##### Data supplied

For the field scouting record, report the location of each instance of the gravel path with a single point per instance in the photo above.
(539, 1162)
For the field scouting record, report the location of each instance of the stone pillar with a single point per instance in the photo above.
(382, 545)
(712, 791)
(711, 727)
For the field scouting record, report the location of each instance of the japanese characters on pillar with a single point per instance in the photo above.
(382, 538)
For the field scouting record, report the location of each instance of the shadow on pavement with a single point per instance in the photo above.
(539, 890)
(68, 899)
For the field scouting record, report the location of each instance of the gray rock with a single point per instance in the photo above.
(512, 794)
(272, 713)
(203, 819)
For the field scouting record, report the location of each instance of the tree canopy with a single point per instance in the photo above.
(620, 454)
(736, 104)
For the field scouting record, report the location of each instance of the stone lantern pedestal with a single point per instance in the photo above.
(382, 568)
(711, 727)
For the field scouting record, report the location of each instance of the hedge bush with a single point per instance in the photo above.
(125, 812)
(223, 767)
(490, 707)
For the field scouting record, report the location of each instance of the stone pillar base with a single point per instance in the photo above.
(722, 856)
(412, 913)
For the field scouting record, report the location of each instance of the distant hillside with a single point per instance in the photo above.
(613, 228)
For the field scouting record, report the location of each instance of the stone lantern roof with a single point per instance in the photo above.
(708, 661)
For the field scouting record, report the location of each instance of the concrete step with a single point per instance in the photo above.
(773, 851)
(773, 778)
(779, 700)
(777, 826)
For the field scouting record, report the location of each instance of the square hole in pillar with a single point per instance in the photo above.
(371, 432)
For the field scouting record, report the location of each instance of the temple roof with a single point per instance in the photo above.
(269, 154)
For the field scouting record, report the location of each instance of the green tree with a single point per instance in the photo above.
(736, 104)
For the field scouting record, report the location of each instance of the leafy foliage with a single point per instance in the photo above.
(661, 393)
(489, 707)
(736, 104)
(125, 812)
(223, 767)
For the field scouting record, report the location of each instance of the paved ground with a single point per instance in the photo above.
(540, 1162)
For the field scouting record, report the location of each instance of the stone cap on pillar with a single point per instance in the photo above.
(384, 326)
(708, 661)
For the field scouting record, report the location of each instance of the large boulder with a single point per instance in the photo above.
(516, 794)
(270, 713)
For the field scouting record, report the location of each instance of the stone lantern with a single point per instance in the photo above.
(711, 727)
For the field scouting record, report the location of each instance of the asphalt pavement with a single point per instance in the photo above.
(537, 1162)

##########

→ **Stated goal**: Please reproduce all of the records above word for word, keeping their order.

→ **Correct response**:
For the field scouting record, report the location of each instance of the gravel path with a single point per instance in the photo above.
(539, 1162)
For the field scouting record, report the location of each instance of the stone pillar with a single point per instance in the photo above.
(382, 545)
(712, 791)
(711, 727)
For the field scouting record, report the location of each instance of the japanese characters on pillar with a single point per instance in the photo above.
(382, 538)
For the field scouting record, report the location of each instance of the shadow on pavement with a single point per instance in the photo above.
(539, 890)
(68, 899)
For the field scouting record, report the location of each instance of the gray rock with a single point per instance in the photo above.
(512, 794)
(272, 713)
(203, 819)
For the field scouting record, report the location of each instance of the tree canopy with a single point per instance in the photo above.
(620, 454)
(736, 104)
For the field scouting record, report the location of each instance of the stone lantern pedestal with a single point per instance in the photo above.
(382, 568)
(711, 727)
For the field scouting record, report the location of each instance of the hedge bush with a single point per instance in the photo above.
(125, 812)
(223, 767)
(490, 707)
For the field scouting record, report the location of each instance of the stone pillar base with a single point per instance in the photo above.
(722, 856)
(412, 913)
For the field scouting record, report the location of each instance of the distant hillside with a single point per instance in the photo above.
(613, 228)
For the field scouting record, report the location of each instance of the stone lantern roof with a single point per instance in the photo above.
(708, 661)
For the field scouting record, report the location of each instance of the concrete step with a single point per instance in the photo above.
(773, 851)
(773, 778)
(779, 700)
(777, 826)
For the field scouting record, report the location of each instance of the square hole in pillar with a single point per instance in the photo above.
(371, 432)
For the field scouting record, report the location of each instance of the temple roof with a single point per instance in the photo above.
(269, 154)
For the field scouting record, report the location of each instance of the green tree with a single point per instance in the photo above.
(736, 104)
For the field scouting record, report the location of each instance of the leafy foliage with a single point per instance in the photo above.
(661, 393)
(489, 707)
(736, 104)
(125, 812)
(223, 767)
For the field scouting record, report the location of each instance of the paved ground with a single point per instance in the photo above.
(540, 1162)
For the field scouting record, report the location of each instance of the stone cap on pillar with a single point per instance in the photo above.
(384, 326)
(708, 661)
For the field scouting record, report the location of each instance of the large boulder with a single point per instance in the photo above.
(516, 794)
(270, 713)
For the field scouting record, report the location of each instance of the stone lantern with a single point per instance in the photo above.
(711, 727)
For the field scouting record, report the location of each instance of the asphalt pavement with a single point per instance in the photo above.
(537, 1162)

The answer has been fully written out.